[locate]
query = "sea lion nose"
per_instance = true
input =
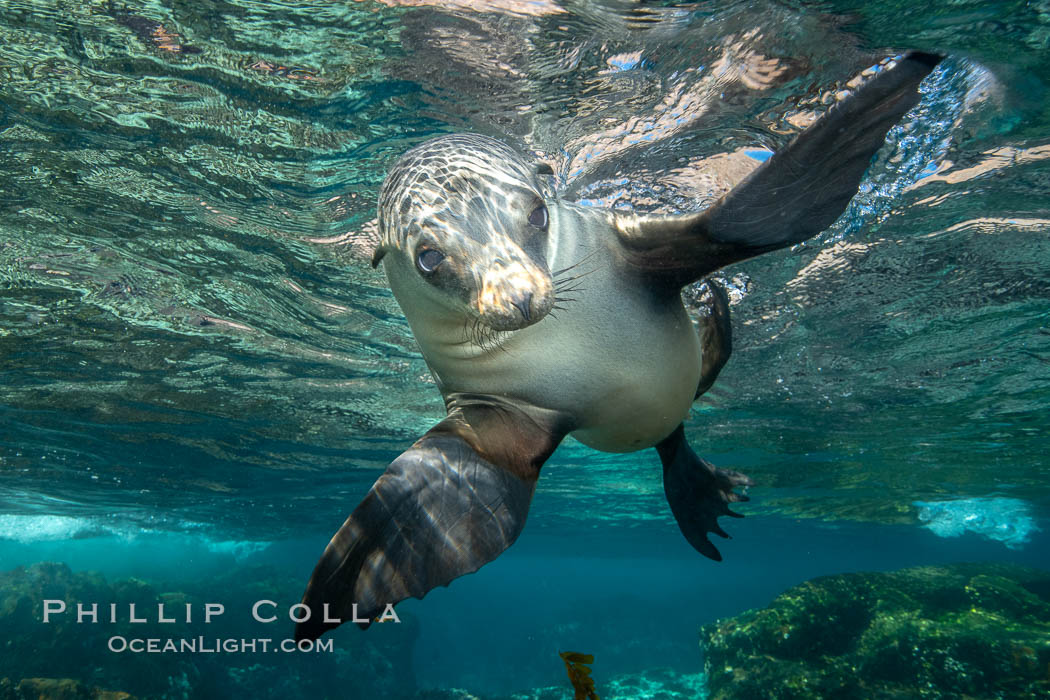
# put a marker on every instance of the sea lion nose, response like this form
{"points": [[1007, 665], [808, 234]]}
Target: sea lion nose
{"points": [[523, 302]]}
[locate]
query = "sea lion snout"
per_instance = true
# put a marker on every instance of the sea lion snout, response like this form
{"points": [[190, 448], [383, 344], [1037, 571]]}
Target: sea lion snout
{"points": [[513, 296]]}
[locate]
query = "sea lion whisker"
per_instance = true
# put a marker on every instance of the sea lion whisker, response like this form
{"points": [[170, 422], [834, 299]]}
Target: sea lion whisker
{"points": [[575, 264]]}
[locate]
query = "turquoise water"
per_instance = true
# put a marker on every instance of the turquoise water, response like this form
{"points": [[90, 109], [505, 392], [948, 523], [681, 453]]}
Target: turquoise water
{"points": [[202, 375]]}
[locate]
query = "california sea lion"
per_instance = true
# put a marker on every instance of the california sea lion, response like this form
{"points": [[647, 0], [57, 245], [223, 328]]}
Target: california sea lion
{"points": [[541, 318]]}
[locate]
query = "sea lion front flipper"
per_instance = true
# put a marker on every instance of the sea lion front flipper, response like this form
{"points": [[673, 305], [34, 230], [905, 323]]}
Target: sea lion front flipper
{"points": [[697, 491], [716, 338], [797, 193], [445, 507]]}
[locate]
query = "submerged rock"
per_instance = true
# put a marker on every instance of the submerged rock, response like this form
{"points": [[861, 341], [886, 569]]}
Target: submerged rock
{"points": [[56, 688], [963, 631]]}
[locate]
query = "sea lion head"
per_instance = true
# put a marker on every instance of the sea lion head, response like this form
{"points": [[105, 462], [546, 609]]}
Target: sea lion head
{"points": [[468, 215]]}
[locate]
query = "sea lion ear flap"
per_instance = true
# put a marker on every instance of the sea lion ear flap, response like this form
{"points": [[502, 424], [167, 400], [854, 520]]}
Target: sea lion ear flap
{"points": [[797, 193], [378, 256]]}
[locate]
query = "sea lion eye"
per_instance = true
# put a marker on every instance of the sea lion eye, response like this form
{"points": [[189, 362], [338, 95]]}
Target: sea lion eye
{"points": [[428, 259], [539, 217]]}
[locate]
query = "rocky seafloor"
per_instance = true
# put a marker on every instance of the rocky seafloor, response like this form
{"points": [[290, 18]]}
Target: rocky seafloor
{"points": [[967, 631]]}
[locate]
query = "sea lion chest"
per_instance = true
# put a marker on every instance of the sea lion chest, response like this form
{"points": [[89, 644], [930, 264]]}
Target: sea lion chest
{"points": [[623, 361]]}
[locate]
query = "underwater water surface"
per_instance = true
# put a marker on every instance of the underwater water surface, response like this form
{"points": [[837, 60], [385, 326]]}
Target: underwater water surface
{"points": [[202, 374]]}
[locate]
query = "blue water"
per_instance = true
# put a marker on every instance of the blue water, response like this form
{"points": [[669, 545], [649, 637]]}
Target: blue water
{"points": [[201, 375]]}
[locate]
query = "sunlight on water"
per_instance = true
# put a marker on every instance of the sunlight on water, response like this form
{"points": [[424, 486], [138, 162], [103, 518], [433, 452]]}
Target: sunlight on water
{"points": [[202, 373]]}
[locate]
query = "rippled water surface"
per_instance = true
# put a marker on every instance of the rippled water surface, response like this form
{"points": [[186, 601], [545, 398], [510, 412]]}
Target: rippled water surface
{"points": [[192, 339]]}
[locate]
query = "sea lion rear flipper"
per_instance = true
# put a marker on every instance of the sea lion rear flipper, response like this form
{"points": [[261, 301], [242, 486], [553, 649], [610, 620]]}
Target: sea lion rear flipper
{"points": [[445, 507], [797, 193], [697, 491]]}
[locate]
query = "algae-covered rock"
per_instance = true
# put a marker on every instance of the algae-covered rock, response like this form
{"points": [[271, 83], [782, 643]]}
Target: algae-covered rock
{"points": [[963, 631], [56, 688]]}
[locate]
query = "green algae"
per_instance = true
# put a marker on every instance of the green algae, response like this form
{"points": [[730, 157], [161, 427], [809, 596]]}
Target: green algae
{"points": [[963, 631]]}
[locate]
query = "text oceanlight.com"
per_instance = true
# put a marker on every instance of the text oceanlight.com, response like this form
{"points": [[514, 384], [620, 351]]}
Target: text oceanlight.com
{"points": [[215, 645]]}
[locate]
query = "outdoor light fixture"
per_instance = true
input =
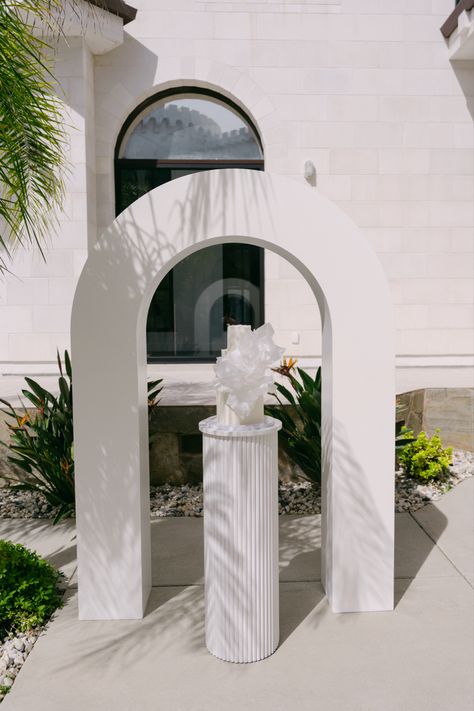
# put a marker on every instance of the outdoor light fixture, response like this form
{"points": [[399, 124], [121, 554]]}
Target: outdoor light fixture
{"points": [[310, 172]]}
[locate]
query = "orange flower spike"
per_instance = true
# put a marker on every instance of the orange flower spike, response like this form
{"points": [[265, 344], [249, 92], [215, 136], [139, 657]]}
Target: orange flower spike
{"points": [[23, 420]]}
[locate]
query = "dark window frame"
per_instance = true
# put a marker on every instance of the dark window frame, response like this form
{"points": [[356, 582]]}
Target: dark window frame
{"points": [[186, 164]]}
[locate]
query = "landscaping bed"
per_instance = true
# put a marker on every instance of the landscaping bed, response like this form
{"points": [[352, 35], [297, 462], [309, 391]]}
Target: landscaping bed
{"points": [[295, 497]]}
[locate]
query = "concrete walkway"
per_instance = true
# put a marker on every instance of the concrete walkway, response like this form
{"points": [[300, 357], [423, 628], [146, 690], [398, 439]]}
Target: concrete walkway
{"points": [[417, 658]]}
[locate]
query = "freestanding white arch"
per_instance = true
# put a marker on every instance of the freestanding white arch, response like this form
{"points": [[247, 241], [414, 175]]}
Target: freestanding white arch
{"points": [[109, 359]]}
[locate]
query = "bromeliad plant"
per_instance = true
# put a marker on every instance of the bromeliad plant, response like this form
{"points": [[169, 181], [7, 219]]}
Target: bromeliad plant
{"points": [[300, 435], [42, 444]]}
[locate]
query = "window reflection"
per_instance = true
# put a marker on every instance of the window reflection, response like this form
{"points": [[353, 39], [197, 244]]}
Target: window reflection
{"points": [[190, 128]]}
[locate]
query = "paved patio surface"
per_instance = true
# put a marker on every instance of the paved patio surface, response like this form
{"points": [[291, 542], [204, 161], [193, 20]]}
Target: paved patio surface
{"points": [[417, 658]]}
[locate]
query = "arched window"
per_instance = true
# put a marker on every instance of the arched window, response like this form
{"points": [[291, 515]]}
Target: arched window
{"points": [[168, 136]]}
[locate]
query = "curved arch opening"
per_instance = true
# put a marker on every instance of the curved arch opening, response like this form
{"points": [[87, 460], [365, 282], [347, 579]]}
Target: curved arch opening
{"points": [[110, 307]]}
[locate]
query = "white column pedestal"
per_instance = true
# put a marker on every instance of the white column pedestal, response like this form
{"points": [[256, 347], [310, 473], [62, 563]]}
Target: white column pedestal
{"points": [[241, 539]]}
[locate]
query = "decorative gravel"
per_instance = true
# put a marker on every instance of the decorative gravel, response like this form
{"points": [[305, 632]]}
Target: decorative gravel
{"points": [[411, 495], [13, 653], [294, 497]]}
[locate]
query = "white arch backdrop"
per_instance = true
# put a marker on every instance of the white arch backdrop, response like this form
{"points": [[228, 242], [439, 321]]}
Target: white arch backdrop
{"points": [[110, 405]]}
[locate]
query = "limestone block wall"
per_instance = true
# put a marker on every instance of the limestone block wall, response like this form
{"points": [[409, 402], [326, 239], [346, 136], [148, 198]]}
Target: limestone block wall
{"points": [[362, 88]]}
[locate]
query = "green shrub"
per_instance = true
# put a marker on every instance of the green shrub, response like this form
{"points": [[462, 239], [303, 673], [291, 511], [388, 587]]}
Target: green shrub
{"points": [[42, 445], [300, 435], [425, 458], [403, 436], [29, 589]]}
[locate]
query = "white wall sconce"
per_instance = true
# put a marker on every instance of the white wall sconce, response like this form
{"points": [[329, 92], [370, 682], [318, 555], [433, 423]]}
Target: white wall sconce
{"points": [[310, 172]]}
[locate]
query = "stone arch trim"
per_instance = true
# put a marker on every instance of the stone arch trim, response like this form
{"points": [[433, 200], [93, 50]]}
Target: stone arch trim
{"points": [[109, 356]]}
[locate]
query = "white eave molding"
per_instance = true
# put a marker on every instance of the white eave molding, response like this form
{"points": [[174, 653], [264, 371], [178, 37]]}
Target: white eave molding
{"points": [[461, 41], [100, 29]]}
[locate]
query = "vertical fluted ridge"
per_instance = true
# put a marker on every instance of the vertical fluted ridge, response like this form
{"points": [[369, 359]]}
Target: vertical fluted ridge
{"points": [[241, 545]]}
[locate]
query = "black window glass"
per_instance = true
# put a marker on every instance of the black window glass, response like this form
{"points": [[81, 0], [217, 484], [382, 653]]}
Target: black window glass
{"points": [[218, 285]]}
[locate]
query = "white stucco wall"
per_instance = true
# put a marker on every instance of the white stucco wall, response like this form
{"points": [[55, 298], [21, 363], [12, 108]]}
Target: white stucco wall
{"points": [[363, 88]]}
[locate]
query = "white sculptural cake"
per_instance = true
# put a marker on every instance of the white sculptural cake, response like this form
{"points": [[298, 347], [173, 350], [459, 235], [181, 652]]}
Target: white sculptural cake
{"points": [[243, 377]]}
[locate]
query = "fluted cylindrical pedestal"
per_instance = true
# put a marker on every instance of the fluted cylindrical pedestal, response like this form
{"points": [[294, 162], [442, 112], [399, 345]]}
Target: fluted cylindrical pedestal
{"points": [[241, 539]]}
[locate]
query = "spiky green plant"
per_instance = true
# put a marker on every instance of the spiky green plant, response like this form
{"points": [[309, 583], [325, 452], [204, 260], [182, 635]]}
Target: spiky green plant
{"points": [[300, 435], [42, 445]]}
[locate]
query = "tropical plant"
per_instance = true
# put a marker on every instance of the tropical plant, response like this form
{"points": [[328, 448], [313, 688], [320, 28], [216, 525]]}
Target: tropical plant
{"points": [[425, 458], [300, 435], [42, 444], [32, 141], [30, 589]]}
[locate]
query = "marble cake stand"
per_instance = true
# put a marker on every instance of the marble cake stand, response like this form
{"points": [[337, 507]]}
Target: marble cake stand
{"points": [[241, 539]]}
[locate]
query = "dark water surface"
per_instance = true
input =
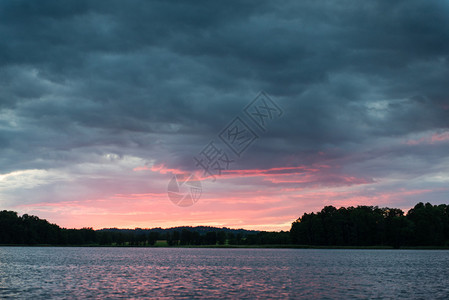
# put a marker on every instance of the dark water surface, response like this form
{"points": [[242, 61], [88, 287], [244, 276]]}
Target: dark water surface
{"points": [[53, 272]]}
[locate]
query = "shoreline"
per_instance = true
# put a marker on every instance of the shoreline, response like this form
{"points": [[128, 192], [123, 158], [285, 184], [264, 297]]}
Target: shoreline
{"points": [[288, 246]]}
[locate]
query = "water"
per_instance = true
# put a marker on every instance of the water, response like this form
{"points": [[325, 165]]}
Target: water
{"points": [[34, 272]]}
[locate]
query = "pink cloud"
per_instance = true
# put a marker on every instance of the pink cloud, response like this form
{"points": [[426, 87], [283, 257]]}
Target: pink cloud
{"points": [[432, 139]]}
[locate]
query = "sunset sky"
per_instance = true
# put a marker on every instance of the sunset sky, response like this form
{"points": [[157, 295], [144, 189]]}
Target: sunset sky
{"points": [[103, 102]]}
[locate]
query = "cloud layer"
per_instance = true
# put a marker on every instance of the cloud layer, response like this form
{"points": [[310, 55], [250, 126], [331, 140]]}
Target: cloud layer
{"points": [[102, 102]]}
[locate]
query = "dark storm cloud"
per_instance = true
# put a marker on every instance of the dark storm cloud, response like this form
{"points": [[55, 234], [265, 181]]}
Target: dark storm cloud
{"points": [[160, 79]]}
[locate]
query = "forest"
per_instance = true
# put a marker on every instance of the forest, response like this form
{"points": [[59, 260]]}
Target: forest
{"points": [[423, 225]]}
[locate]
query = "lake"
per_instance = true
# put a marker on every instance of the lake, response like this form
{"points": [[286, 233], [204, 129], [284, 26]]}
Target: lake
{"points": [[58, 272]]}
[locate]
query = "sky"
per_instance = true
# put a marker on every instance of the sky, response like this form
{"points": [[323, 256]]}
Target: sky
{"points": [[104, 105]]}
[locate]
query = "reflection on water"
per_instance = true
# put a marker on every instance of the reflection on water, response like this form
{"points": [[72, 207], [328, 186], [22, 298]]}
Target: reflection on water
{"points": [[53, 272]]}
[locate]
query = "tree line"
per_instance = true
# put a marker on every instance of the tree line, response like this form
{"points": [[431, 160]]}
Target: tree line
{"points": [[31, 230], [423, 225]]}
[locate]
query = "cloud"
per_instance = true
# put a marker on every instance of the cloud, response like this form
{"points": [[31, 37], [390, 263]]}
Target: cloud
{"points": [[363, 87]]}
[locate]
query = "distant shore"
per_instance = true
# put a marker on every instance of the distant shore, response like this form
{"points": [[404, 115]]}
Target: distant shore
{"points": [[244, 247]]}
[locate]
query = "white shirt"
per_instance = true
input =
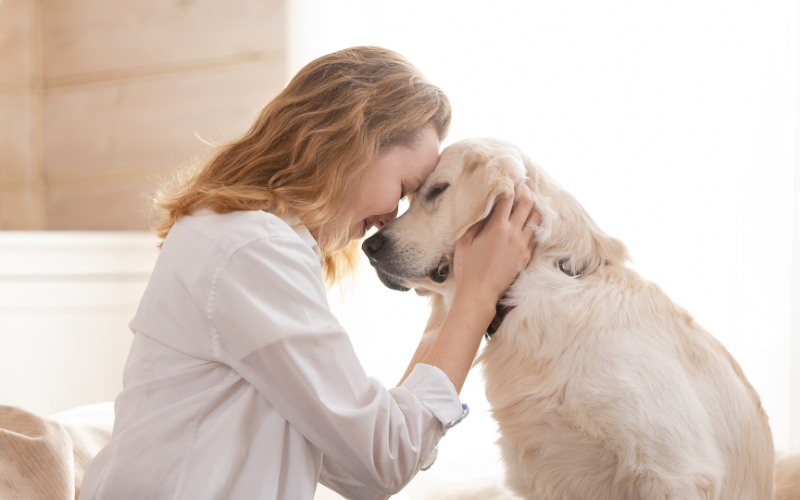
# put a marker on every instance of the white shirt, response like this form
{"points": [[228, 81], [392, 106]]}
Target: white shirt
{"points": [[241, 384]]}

• • • • •

Count the lines above that contain the string "stucco", and give only that number.

3